Material provided:
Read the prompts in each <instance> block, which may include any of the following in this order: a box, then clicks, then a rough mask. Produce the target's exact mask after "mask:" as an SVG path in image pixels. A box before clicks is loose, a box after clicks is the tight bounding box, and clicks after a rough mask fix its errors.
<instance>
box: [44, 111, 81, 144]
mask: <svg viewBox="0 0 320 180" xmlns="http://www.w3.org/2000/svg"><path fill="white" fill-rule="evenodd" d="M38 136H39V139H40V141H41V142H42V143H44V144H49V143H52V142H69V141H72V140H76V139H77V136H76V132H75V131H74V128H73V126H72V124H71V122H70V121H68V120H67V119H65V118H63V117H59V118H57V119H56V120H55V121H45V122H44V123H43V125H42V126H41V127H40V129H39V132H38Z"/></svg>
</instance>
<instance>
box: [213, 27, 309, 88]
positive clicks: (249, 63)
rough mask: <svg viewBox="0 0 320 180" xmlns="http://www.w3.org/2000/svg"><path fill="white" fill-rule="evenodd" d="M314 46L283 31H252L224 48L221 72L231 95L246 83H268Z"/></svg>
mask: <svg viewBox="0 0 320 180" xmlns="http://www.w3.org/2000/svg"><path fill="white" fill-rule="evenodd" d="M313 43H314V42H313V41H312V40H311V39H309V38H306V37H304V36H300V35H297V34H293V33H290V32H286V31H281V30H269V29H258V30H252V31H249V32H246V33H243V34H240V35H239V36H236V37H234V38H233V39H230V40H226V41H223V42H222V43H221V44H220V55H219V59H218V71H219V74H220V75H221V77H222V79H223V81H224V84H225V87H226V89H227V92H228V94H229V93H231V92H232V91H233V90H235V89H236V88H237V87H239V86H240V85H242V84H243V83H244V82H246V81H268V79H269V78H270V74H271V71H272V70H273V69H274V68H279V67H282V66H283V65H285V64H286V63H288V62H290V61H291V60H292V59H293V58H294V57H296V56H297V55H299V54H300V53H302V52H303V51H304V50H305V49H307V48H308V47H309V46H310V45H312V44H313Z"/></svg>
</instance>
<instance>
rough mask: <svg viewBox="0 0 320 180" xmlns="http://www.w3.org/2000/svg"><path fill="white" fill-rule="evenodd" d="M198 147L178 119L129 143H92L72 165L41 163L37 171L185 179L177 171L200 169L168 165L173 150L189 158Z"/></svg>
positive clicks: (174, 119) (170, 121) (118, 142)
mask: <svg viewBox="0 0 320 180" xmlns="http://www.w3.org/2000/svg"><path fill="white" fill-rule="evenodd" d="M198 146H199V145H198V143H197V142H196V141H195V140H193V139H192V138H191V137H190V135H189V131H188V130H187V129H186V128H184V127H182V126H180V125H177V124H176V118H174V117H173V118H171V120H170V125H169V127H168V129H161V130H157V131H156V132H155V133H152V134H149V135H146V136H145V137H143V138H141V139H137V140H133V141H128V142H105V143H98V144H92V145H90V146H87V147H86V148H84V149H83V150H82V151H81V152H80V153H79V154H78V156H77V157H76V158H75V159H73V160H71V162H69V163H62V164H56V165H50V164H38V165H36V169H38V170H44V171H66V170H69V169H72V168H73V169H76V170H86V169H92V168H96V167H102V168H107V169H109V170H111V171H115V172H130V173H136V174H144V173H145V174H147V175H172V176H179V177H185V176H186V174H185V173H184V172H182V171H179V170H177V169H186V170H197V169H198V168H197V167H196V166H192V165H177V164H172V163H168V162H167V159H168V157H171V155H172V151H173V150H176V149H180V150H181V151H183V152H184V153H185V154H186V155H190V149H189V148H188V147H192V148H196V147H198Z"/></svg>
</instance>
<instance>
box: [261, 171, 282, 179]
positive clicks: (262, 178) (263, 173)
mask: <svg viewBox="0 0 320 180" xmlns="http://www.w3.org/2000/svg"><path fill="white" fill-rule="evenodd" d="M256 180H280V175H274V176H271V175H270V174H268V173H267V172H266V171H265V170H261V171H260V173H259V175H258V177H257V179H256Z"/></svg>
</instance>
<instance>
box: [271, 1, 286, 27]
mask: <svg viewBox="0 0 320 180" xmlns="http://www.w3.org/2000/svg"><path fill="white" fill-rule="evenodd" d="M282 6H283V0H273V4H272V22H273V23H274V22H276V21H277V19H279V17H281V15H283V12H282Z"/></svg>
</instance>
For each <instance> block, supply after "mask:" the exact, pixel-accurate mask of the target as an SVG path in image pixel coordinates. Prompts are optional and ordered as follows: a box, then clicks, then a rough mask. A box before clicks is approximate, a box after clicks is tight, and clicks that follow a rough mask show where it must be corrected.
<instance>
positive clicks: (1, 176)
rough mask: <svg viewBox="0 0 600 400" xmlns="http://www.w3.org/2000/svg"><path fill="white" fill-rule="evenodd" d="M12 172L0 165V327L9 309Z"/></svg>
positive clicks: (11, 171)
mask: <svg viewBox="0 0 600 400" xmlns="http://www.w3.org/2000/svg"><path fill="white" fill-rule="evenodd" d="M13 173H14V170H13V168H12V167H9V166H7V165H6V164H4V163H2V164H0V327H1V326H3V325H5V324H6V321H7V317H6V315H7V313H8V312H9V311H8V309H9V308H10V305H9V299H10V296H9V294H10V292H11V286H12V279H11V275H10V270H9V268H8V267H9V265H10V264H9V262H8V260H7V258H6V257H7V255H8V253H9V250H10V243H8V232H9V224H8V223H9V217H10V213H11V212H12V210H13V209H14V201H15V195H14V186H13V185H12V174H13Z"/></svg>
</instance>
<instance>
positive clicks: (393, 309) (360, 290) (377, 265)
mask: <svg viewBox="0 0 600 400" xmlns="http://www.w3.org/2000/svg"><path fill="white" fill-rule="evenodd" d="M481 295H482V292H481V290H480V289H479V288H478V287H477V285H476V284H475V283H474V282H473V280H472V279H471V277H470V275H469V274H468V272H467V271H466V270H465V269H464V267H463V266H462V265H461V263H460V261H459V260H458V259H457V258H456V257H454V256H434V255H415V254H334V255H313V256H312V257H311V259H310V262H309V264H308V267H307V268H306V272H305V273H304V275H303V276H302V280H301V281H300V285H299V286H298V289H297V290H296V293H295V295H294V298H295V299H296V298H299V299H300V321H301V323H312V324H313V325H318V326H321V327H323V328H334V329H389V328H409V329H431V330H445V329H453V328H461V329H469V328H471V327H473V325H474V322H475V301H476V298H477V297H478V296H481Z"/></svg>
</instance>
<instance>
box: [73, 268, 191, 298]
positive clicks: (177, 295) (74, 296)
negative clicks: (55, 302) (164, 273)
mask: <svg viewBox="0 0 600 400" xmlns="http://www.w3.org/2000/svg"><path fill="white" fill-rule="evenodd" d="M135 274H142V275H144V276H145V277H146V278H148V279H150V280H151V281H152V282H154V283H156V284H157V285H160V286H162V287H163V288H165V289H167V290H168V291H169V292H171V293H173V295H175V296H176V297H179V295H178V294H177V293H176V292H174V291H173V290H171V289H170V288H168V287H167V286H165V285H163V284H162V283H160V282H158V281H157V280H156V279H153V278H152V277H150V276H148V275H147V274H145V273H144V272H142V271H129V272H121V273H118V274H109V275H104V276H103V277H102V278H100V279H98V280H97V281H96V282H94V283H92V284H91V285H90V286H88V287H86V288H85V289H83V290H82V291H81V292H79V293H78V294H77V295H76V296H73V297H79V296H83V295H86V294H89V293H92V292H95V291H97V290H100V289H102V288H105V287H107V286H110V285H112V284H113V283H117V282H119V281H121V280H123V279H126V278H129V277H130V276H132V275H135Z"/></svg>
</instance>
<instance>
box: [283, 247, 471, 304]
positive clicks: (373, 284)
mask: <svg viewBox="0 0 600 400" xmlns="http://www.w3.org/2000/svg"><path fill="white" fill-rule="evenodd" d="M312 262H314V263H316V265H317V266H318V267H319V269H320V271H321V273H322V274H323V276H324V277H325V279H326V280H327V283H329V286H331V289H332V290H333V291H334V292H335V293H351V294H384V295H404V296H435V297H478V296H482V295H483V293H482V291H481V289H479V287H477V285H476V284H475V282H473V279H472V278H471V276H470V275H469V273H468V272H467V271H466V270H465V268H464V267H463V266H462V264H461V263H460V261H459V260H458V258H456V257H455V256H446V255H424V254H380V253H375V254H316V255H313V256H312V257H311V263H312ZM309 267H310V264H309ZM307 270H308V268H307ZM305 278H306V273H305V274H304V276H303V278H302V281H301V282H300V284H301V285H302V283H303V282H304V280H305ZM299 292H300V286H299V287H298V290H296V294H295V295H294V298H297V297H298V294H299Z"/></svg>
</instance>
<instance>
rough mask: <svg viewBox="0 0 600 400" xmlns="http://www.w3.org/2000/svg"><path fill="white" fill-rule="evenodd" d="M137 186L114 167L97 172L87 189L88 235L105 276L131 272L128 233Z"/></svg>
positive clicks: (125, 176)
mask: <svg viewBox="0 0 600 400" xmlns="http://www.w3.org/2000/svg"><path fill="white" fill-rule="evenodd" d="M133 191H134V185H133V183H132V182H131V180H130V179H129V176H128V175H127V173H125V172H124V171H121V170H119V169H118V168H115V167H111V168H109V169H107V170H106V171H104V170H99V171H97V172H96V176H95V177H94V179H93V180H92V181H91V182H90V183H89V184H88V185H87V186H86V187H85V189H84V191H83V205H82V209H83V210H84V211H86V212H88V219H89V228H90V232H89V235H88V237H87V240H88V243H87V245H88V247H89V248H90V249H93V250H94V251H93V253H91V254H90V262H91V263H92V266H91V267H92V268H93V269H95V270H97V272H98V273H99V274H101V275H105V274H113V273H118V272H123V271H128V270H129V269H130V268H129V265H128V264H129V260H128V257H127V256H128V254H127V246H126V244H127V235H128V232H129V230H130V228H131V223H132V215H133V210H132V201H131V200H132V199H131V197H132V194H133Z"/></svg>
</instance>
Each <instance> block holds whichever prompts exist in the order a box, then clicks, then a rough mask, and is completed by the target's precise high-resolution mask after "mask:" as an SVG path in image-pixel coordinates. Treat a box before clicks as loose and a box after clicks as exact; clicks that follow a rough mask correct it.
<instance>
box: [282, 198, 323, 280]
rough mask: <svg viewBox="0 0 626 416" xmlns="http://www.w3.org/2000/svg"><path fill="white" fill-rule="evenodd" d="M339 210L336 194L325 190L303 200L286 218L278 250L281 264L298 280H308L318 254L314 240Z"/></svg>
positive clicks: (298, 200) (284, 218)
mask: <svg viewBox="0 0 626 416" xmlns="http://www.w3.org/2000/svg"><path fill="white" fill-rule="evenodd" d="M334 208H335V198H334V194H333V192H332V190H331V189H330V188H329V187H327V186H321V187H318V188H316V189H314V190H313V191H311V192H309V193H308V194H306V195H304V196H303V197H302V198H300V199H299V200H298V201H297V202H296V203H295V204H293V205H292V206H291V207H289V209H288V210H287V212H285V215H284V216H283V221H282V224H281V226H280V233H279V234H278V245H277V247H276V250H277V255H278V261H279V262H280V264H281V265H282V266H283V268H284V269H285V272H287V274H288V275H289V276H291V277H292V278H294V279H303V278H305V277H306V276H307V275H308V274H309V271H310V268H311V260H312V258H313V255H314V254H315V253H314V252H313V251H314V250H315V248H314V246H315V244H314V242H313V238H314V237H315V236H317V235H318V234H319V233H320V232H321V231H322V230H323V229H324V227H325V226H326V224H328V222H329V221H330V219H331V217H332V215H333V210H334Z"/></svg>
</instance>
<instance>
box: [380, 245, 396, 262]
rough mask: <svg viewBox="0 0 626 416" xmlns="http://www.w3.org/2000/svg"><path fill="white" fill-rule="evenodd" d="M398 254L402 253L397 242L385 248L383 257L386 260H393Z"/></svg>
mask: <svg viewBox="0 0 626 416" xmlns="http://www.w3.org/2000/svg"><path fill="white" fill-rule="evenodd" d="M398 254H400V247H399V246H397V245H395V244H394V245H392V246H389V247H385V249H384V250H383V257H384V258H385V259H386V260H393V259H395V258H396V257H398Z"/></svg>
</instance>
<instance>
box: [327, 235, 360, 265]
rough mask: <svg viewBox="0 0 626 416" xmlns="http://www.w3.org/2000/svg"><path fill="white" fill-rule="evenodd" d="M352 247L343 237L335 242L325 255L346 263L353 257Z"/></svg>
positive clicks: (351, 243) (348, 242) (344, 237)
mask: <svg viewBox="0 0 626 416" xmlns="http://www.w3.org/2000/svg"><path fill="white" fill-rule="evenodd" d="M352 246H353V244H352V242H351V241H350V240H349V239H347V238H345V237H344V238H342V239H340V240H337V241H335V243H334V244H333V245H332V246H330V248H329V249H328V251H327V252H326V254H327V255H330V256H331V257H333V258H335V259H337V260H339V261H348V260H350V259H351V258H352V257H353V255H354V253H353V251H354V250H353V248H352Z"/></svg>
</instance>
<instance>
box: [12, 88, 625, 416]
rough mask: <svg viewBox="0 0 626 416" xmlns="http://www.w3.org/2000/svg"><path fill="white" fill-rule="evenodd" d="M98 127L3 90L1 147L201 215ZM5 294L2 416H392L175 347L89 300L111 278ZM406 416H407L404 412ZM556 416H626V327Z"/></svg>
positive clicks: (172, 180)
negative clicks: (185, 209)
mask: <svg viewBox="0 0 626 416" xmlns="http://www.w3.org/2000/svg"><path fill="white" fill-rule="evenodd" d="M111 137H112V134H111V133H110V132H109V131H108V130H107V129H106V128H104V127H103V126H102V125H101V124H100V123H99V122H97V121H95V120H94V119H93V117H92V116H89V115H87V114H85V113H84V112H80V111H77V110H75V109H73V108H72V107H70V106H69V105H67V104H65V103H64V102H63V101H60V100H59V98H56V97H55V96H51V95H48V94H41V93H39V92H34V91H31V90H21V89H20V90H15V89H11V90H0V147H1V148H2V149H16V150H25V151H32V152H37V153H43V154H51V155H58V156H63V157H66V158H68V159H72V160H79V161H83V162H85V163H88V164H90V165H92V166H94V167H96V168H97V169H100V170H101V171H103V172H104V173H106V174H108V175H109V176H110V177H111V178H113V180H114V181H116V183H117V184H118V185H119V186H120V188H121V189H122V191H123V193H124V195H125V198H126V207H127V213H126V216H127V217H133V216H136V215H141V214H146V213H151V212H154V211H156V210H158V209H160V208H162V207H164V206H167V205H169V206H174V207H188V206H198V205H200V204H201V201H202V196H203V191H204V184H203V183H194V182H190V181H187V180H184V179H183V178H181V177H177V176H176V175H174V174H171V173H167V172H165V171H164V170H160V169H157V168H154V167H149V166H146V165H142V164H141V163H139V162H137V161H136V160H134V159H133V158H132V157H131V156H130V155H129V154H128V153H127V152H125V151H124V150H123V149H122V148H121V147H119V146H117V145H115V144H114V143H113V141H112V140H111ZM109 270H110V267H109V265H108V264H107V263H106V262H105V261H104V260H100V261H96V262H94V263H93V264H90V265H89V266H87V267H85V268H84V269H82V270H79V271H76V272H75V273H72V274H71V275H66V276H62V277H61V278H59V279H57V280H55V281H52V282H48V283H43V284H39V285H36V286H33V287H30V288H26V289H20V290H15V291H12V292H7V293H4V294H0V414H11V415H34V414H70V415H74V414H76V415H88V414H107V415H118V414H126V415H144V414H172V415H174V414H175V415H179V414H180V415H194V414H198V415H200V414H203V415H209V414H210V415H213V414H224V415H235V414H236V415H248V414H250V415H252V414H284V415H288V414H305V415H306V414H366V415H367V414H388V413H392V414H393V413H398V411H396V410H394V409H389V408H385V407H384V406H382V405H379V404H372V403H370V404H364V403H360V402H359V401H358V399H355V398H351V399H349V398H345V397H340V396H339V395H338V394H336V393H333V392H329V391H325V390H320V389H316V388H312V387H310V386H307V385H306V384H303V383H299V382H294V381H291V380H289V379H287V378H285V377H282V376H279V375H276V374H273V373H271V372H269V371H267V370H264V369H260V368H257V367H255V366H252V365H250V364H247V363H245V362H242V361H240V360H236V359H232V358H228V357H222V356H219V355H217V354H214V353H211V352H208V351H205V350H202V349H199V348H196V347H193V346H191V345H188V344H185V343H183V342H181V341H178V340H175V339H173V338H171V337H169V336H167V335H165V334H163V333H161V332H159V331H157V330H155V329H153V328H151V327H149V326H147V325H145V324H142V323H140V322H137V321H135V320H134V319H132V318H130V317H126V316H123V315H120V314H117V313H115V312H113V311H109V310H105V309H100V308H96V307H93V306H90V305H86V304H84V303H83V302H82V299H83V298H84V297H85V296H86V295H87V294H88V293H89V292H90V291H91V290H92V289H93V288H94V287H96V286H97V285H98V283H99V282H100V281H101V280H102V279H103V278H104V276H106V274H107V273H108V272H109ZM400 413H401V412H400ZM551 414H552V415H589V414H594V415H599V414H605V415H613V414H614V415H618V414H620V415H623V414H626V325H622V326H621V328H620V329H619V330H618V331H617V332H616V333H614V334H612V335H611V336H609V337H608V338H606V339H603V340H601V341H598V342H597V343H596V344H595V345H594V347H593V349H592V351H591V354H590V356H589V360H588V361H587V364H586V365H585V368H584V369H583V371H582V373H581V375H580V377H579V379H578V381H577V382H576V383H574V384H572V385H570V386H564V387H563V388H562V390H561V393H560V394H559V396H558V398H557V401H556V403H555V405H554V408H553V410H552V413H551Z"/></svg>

Required work: What do the lines of the material read, from the first through the line with "147L178 119L129 143H92L72"? Transcribe them exactly and stop there.

Written solution:
Read the prompts in each <instance> block, which may include any of the following in this order: a box, then clicks, then a rough mask. Produce the target's exact mask after "mask:" as an SVG path in image pixels. A box before clicks is loose, a box after clicks is the tight bounding box, and clicks after a rough mask fix its errors.
<instance>
box: [44, 111, 81, 144]
mask: <svg viewBox="0 0 320 180" xmlns="http://www.w3.org/2000/svg"><path fill="white" fill-rule="evenodd" d="M38 136H39V139H40V141H41V142H42V143H44V144H49V143H52V142H69V141H72V140H76V139H77V136H76V132H75V131H74V128H73V126H72V124H71V122H70V121H68V120H67V119H65V118H63V117H59V118H57V119H56V120H55V121H45V122H44V123H43V125H42V126H41V127H40V129H39V132H38Z"/></svg>
</instance>
<instance>
box: [213, 27, 309, 88]
positive clicks: (249, 63)
rough mask: <svg viewBox="0 0 320 180" xmlns="http://www.w3.org/2000/svg"><path fill="white" fill-rule="evenodd" d="M314 46L283 31H252L224 48L221 72L231 95L246 83H268Z"/></svg>
mask: <svg viewBox="0 0 320 180" xmlns="http://www.w3.org/2000/svg"><path fill="white" fill-rule="evenodd" d="M313 43H314V42H313V41H312V40H311V39H309V38H306V37H304V36H300V35H297V34H293V33H290V32H286V31H281V30H269V29H258V30H252V31H249V32H246V33H243V34H240V35H239V36H236V37H234V38H233V39H230V40H226V41H223V42H222V43H221V44H220V55H219V59H218V71H219V74H220V75H221V77H222V79H223V81H224V84H225V87H226V89H227V92H228V94H229V93H231V92H232V91H233V90H235V89H236V88H237V87H239V86H240V85H242V84H243V83H244V82H246V81H268V79H269V78H270V74H271V71H272V70H273V69H274V68H279V67H282V66H283V65H285V64H286V63H288V62H290V61H291V60H292V59H293V58H294V57H296V56H297V55H299V54H300V53H302V52H303V51H304V50H305V49H307V48H308V47H309V46H310V45H312V44H313Z"/></svg>
</instance>
<instance>
rough mask: <svg viewBox="0 0 320 180" xmlns="http://www.w3.org/2000/svg"><path fill="white" fill-rule="evenodd" d="M198 147L178 119L129 143H92L72 165L41 163L37 171L185 179L177 171L200 169L168 165L173 150L189 158Z"/></svg>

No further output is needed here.